=== About this exercise ===
Please return, word for word, the line containing "Put a dot on each instance of the light" and each line after it through the end of the data below, and nothing else.
__________
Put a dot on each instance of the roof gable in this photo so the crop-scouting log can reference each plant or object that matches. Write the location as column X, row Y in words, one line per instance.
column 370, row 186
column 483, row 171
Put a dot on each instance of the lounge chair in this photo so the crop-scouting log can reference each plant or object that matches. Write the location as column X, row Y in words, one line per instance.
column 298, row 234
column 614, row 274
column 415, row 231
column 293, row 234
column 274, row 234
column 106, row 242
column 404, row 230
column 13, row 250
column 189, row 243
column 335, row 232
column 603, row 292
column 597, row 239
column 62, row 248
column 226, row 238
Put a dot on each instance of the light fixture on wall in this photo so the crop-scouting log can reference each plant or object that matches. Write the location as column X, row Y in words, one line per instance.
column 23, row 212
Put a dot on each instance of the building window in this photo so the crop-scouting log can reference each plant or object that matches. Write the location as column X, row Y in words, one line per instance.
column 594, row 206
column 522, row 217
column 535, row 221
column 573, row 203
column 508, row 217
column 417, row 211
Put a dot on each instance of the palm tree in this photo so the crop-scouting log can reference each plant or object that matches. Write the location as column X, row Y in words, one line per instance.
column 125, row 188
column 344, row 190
__________
=== Expected output ===
Put a dot on each instance of the light fixture on wall in this photo so the crop-scouting log can reference each plant or object that matches. Write the location as column X, row Y in words, one line per instance.
column 23, row 212
Put a dot on each instance of the building window in this photo so the crop-scouting log can reference each plant or object that matches. Write the location as column X, row Y in words, one line per instance.
column 594, row 206
column 522, row 217
column 535, row 221
column 573, row 203
column 508, row 217
column 417, row 211
Put a dot on each instance of the palm tree in this photo so the crop-scouting log can reference each plant or object that matches. Write the location as column X, row Y in words, one line per instance.
column 125, row 188
column 344, row 190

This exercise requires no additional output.